_EXERCISE_. Below are records; reply with nothing but the number of lines in them that contain "building".

_GIVEN RECORDS_.
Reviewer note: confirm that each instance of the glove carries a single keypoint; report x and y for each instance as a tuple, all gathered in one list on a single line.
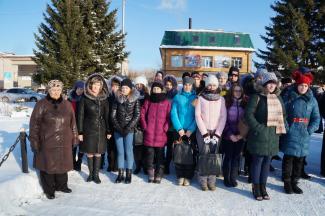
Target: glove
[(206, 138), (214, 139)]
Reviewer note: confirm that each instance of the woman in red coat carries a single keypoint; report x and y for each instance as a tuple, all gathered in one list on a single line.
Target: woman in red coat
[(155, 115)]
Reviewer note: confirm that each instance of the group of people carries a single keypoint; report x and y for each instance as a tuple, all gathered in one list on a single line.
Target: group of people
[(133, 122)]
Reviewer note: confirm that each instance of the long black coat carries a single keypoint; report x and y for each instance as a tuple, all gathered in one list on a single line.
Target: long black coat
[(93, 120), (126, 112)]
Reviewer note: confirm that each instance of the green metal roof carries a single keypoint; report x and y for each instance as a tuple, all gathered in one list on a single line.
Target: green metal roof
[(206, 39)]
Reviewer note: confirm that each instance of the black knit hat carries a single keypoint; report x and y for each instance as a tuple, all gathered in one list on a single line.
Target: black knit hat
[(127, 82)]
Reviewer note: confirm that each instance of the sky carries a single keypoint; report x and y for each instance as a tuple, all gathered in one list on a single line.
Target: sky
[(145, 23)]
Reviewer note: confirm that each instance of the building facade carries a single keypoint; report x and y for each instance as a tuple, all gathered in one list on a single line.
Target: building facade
...
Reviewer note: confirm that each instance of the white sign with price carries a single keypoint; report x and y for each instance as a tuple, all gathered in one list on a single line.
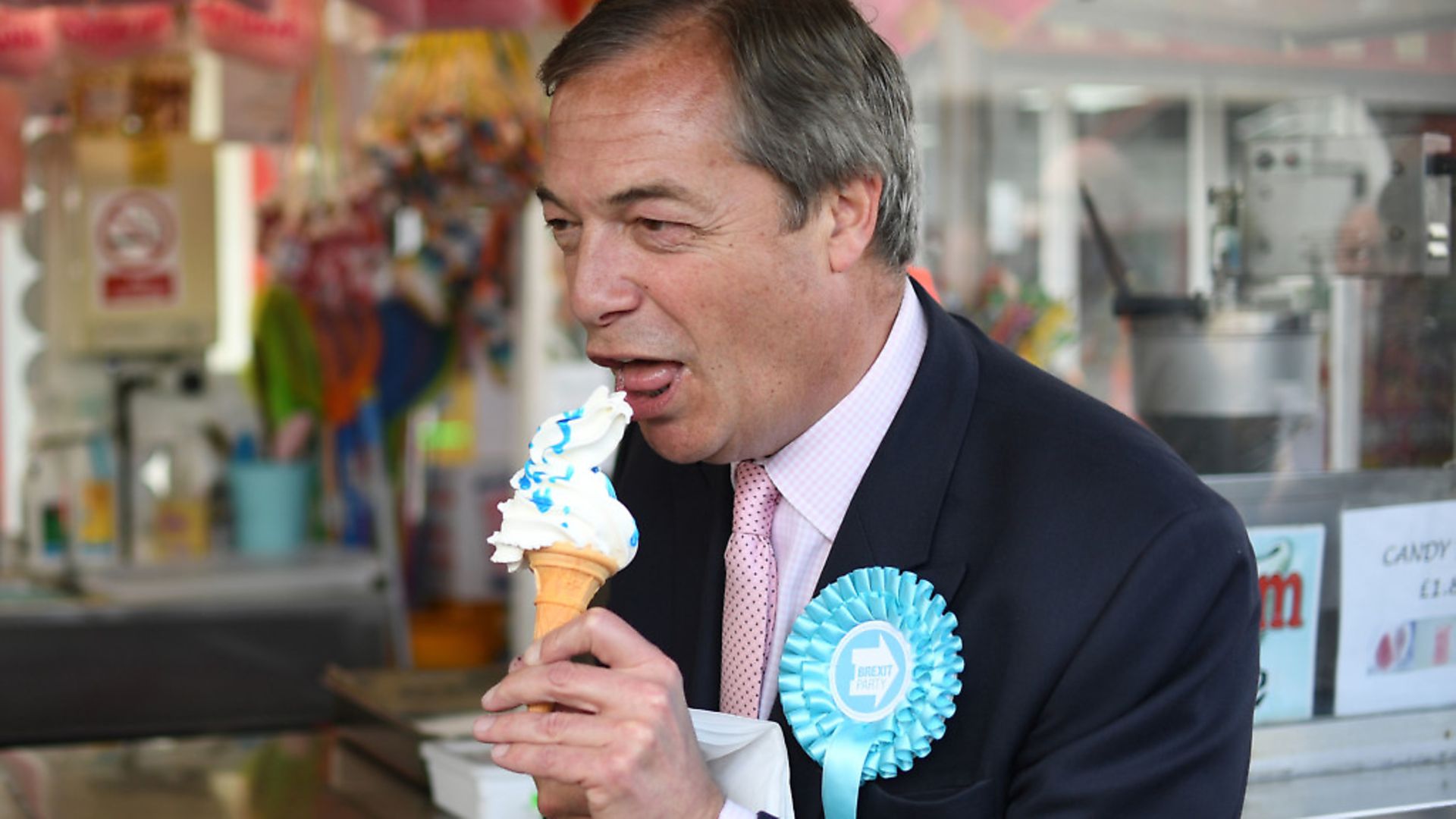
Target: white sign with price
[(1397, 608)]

_ANSWER TO THE PROBLEM_. 2